■ Assignment A:
Quote the energy storage abstract from "The business line" up to and including "to layered oxides.".
■ Assignment B:
Answer these questions using the energy storage abstract:
(i) What is the main product of the "energy storage" business line?
(ii) What formula is given for the nickel doped manganese spinels?
(iii) To what will the safety of the Clariant products be compared?
■ Assignment C:
From the energy storage abstract, list every element named as a substitute for iron in the high volt olivine compounds.

*** Opening Document passage ***

The business line “energy storage” of Clariant has a clear sustainability strategy: Based on the main product lithium iron phosphate olivine compounds with a higher operating voltage should be developed for future battery applications. The presentation will start with a short overview of the properties of the Clariant lithium iron phosphate. After that the efforts and challenges of the synthesis of high volt olivine compounds obtained by the substitution of iron vs. manganese, cobalt or nickel resulting in a higher energy density will be shown. Additionally to the olivine compounds the research results for preparing and testing nickel doped manganese spinels (LiMn2-xNixO4) will be described. Focused will be the synthesis and electrochemical testing of the high volt compounds. Moreover safety issues of the Clariant products will be compared to layered oxides.

*** Closing Document passage ***
*** Opening Data extracts ***

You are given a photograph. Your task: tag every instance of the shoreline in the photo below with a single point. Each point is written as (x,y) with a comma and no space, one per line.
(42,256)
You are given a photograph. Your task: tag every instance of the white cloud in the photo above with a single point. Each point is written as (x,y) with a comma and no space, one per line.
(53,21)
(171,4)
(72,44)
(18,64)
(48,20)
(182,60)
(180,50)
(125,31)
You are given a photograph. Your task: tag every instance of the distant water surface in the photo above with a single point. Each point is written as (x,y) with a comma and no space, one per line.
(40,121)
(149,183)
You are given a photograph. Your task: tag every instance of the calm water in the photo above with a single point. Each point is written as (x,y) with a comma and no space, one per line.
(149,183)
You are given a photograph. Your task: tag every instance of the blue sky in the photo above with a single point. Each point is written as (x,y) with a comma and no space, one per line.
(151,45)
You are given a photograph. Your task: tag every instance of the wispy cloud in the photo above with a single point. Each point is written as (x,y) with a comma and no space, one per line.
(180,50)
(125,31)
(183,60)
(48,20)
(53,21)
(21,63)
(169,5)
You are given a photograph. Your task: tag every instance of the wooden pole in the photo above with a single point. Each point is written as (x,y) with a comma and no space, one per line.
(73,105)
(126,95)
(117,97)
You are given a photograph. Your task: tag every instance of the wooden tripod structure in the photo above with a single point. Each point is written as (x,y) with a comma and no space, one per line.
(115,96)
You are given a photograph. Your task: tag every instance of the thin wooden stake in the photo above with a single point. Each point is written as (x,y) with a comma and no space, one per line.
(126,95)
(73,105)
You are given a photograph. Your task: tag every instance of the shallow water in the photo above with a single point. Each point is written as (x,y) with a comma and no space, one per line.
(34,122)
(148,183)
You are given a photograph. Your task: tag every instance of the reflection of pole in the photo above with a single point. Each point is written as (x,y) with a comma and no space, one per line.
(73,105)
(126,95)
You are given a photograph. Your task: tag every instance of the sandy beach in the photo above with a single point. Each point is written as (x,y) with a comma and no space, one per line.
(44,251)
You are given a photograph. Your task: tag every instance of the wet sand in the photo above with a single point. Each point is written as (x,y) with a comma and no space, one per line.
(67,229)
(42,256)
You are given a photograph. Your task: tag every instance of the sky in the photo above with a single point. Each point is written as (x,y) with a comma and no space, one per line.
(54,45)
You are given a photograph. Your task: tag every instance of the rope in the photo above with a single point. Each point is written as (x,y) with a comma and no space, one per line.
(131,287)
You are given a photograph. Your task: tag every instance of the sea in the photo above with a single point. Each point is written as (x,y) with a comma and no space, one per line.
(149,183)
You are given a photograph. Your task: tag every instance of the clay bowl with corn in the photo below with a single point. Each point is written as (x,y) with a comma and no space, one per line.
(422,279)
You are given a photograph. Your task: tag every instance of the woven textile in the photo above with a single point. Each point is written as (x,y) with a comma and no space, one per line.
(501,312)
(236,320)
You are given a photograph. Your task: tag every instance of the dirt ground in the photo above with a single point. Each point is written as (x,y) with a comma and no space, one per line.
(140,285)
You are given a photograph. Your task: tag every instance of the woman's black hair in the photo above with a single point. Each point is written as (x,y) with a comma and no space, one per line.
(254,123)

*** Closing Data extracts ***

■ Response area A:
The business line “energy storage” of Clariant has a clear sustainability strategy: Based on the main product lithium iron phosphate olivine compounds with a higher operating voltage should be developed for future battery applications. The presentation will start with a short overview of the properties of the Clariant lithium iron phosphate. After that the efforts and challenges of the synthesis of high volt olivine compounds obtained by the substitution of iron vs. manganese, cobalt or nickel resulting in a higher energy density will be shown. Additionally to the olivine compounds the research results for preparing and testing nickel doped manganese spinels (LiMn2-xNixO4) will be described. Focused will be the synthesis and electrochemical testing of the high volt compounds. Moreover safety issues of the Clariant products will be compared to layered oxides.

■ Response area B:
(i) Lithium iron phosphate
(ii) LiMn2-xNixO4
(iii) Layered oxides

■ Response area C:
Manganese, cobalt, nickel